What needs to be done
Every entry must appear in the output exactly as it does here.

Stored entries
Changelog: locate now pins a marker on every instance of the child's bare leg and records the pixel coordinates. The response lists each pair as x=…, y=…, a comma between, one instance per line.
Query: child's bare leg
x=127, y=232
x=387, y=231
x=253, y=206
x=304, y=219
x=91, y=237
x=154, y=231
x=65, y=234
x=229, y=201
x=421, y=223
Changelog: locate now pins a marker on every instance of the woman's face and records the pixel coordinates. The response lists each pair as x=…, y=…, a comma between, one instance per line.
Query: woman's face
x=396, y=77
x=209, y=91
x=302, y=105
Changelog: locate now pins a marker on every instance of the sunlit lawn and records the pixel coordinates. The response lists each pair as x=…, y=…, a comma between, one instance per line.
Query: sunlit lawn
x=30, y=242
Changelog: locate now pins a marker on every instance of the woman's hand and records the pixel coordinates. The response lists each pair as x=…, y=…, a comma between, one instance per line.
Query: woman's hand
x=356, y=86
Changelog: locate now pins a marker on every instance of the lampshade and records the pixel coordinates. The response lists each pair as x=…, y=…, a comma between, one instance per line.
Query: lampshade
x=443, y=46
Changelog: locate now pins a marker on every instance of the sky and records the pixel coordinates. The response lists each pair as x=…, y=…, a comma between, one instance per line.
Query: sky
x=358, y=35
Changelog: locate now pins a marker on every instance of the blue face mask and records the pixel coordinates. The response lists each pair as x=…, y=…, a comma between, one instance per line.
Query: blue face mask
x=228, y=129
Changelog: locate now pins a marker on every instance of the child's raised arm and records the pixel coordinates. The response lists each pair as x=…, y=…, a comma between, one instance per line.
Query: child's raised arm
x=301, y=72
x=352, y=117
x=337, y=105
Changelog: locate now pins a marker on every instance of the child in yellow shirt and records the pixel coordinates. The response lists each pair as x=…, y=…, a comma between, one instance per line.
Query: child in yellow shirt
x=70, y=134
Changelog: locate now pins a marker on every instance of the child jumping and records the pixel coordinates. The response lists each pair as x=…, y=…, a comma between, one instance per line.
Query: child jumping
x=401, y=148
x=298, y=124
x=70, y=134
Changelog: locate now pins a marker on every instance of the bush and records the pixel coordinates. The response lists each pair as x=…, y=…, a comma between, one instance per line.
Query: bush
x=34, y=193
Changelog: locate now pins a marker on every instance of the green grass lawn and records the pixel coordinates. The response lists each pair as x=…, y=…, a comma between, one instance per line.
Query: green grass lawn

Output for this task
Changelog: locate now pins a marker on every instance of the child's bare leg and records the pixel coordinates. The response lists each pair as x=…, y=…, a comma between, one instance per line.
Query: child's bare leg
x=127, y=232
x=387, y=231
x=253, y=206
x=304, y=219
x=91, y=237
x=154, y=231
x=65, y=234
x=229, y=201
x=421, y=223
Changelog: locate now pins a marker on every instance of the woman's face and records the pixel coordinates. The response lists each pair as x=…, y=…, a comma between, one instance per line.
Query: woman's face
x=396, y=77
x=209, y=91
x=302, y=105
Changelog: locate now pins a marker on every instance of the sunlit lawn and records the pixel coordinates. The response lists each pair as x=…, y=…, a comma between, one instance per line.
Query: sunlit lawn
x=30, y=242
Changelog: locate now pins a marker on every instance of the woman's hand and records the pixel coordinates. The response lists each pair as x=…, y=…, a comma between, one instance per line.
Query: woman's hand
x=356, y=86
Changelog: locate now pins a marker on every instance of the lampshade and records the pixel coordinates. The response lists each pair as x=…, y=…, a comma between, one instance per line.
Query: lampshade
x=443, y=46
Changelog: locate now pins a marker on every instance of the sky and records the pixel coordinates. The response lists each pair as x=…, y=…, a comma between, one instance per line.
Query: sky
x=358, y=35
Changelog: locate now pins a marker on every instance of the blue face mask and records the pixel coordinates. The response lists each pair as x=…, y=…, a comma between, one instance per line.
Query: blue face mask
x=228, y=129
Changelog: locate now pins a marker on every instance of the child's raised arm and records the pixel coordinates. The response lists each pair as x=…, y=…, a comma between, one instance per line.
Query: child's raised arm
x=301, y=72
x=352, y=117
x=337, y=105
Changelog: locate now pins a marker on every instance of the child in yellow shirt and records the pixel coordinates. The response lists each pair as x=…, y=…, a comma between, one instance per line.
Query: child in yellow shirt
x=70, y=134
Changelog: locate now pins a marker on every instance of the child jumping and records the pixel coordinates. The response lists each pair as x=…, y=…, a comma between, one instance per line.
Query: child jumping
x=401, y=148
x=298, y=124
x=70, y=134
Changelog: locate now pins a marker on every instance of the bush and records the pixel coordinates. The response lists each pair as x=…, y=…, a comma between, one instance per line.
Query: bush
x=34, y=193
Changelog: locate now pins a marker on every instance of the green grass lawn and records the pixel coordinates. The response lists each pair as x=…, y=…, a comma between, one instance per line.
Query: green grass lawn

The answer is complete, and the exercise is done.